POZYCJE ZBIORU DANYCH:

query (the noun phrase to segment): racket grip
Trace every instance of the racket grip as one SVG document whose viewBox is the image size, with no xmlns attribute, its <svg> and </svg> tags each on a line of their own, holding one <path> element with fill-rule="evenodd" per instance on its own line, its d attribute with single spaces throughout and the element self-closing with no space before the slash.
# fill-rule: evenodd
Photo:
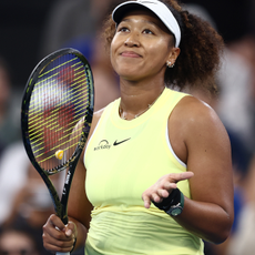
<svg viewBox="0 0 255 255">
<path fill-rule="evenodd" d="M 60 253 L 60 252 L 57 252 L 55 255 L 70 255 L 70 253 Z"/>
</svg>

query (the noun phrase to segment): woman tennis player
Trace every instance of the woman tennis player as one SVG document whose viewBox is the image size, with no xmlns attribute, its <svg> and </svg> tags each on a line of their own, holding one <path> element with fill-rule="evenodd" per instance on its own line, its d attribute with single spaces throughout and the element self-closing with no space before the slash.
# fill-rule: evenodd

CO TRZEBA ZROBIĆ:
Ułóż wszystkie powyższe pozycje jako listę JSON z napisami, po jednym na każdy wiersz, bez pustych wierszy. Zdjęcia pomiń.

WYNIK KOŃCOWY:
[
  "query (the noun phrase to segment): racket grip",
  "Trace every instance of the racket grip as one SVG document whose viewBox is the image size, with no xmlns attribute, its <svg> and </svg> tags each on a line of their own, holding one <path> element with fill-rule=\"evenodd\" per instance on its own line, its d attribute with single spaces throughout and the element self-closing with no space before the slash.",
  "# fill-rule: evenodd",
  "Photo:",
  "<svg viewBox=\"0 0 255 255\">",
  "<path fill-rule=\"evenodd\" d=\"M 60 253 L 60 252 L 57 252 L 55 255 L 70 255 L 70 253 Z\"/>",
  "</svg>",
  "query (the noun phrase to segment): woman tennis player",
  "Trace every instance of the woman tennis player as one SVG document whose viewBox is the image size, with no xmlns attribute, its <svg> and </svg> tags each on a line of their own, holding one <path> element with fill-rule=\"evenodd\" per instance on its own line, its d attribute with single spaces throughout and the element self-closing with no space before the slash.",
  "# fill-rule: evenodd"
]